La historia no te la crees –no porque sea irreal sino porque está mal contada-, los actores recitan muchas veces frases sin sentido, la señorita Solier canta cuando no debe –es decir, admitámoslo: casi siempre- y hay empalmes que no se explican, lentitudes que nada aportan, destellos visuales –la señorita Solier con una flor en la boca, el despegue de un artilugio impulsado por helio- que terminan por desbaratar la poca lógica interna que le quedaba a la ficción.

El Perú cambió el mundo con el aporte de la papa ancestral. Esta papa intravaginal y casi hidropónica, física y simbólicamente inmunda, no cambiará la historia del cine.

Sé a lo que me expongo con estas líneas. La verdad es que importa un ardite. Peor hubiese sido sumarme al coro extasiado y patriótico de los que creen que el honor nacional está en juego en la ceremonia del Oscar.

Ni conozco ni envidio ni siento nada por la señorita Llosa. Es más, espero que gane el Oscar y que lo disfrute. Pero eso no me impide decir lo que pienso. Tampoco le temo a sus primos fulminantes ni a sus tíos mitológicos ni a sus vínculos especiales con el agitprop ibérico.

Me alegra que haya tenido la suerte de contar con tantas anuencias internacionales y con tantos píos silencios domésticos. Pero de allí a decir que “La teta asustada” es una “gran película”, como la tetudez colectiva ha impuesto aquí y con letras de neón, hay tanta distancia como la que va de la alfombra roja del teatro Kodak a la posteridad de veras bien ganada.

*Objetivo planteado 1*
¿Cómo se traduce al inglés esta oración del texto seleccionado: «El Perú cambió el mundo con el aporte de la papa ancestral.»?

*Listado proporcionado*
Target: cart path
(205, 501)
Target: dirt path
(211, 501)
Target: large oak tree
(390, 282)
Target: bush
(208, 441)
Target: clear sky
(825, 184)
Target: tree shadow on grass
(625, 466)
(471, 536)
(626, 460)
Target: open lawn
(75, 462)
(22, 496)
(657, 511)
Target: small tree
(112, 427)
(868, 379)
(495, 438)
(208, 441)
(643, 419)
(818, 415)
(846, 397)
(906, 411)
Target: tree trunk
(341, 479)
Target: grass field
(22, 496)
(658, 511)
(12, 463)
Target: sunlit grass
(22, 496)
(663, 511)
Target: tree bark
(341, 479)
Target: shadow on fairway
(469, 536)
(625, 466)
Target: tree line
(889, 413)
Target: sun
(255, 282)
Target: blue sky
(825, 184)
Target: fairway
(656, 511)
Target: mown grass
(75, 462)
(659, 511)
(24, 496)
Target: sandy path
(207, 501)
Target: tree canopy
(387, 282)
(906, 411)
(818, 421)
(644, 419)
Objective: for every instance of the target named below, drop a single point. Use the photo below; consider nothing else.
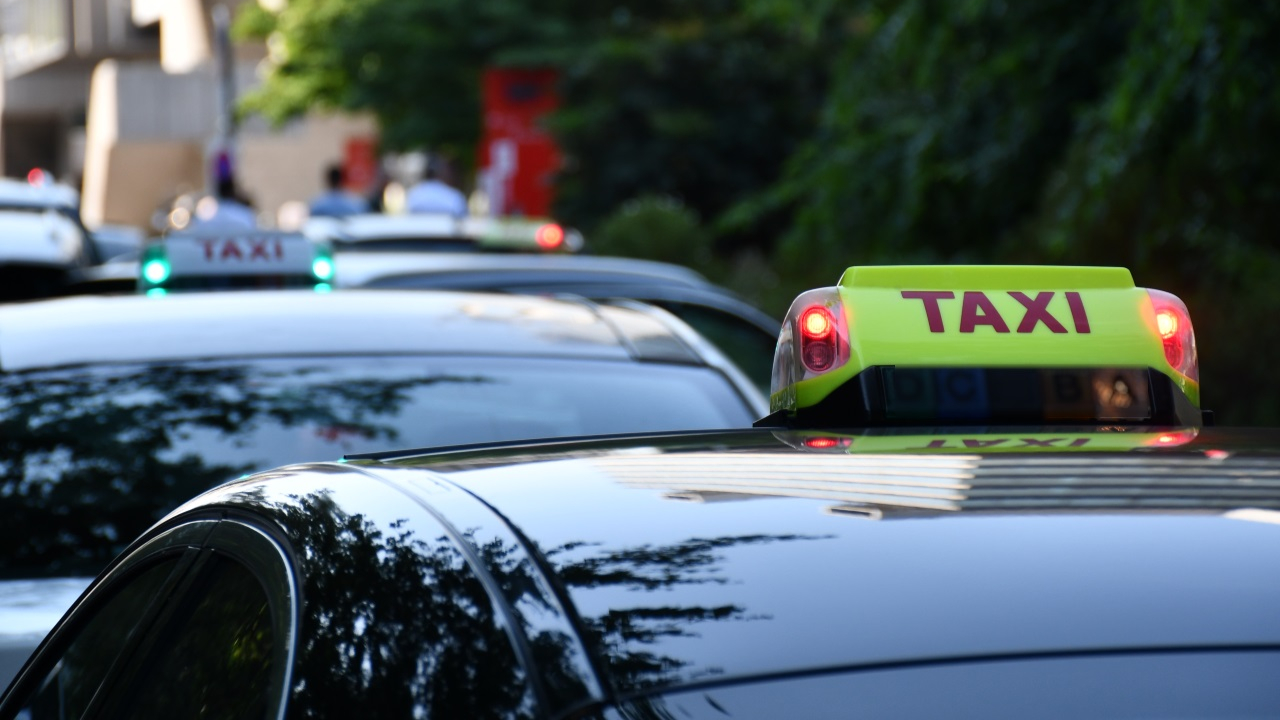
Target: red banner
(517, 158)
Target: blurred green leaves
(824, 133)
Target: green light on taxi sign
(155, 265)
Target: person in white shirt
(336, 201)
(224, 209)
(434, 195)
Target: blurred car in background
(376, 232)
(448, 261)
(42, 242)
(741, 331)
(113, 410)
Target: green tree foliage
(702, 101)
(1059, 131)
(656, 228)
(415, 64)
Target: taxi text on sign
(991, 317)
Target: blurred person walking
(434, 195)
(336, 201)
(224, 208)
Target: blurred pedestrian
(336, 201)
(434, 195)
(224, 208)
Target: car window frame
(269, 561)
(195, 542)
(183, 542)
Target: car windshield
(92, 456)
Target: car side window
(746, 345)
(214, 659)
(77, 674)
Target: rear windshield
(92, 456)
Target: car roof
(44, 238)
(361, 268)
(832, 560)
(94, 329)
(24, 194)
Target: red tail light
(549, 236)
(814, 340)
(1174, 327)
(817, 338)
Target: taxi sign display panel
(1027, 440)
(240, 254)
(987, 317)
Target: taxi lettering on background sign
(242, 249)
(977, 309)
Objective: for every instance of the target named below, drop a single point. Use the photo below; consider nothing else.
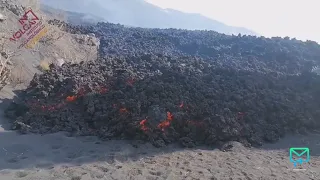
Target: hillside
(257, 89)
(57, 44)
(158, 104)
(138, 13)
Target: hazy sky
(293, 18)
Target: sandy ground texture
(61, 157)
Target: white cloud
(293, 18)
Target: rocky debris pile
(277, 55)
(242, 52)
(163, 99)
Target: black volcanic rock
(191, 87)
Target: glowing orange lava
(166, 123)
(123, 110)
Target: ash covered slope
(167, 95)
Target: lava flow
(166, 123)
(143, 125)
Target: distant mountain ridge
(139, 13)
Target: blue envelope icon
(299, 155)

*Objetivo planteado 2*
Escala las coordenadas de los puntos del listado multiplicándolas por 2,4 y redondeándolas a enteros, con las mitades hacia arriba. Reproduce de nuevo esas líneas, incluidas las peticiones, desde la línea del listado que contiene "Target: black volcanic rock" hasta el final del listado, ambos extremos incluidos.

*Respuesta del ejercicio 1*
Peru changed the world with its contribution of the ancestral potato.

*Respuesta del ejercicio 2*
Target: black volcanic rock
(458, 209)
Target: glowing orange lava
(398, 295)
(295, 264)
Target: ash covered slope
(401, 228)
Target: lava flow
(398, 295)
(343, 300)
Target: distant mountain ridge
(334, 31)
Target: blue envelope icon
(718, 372)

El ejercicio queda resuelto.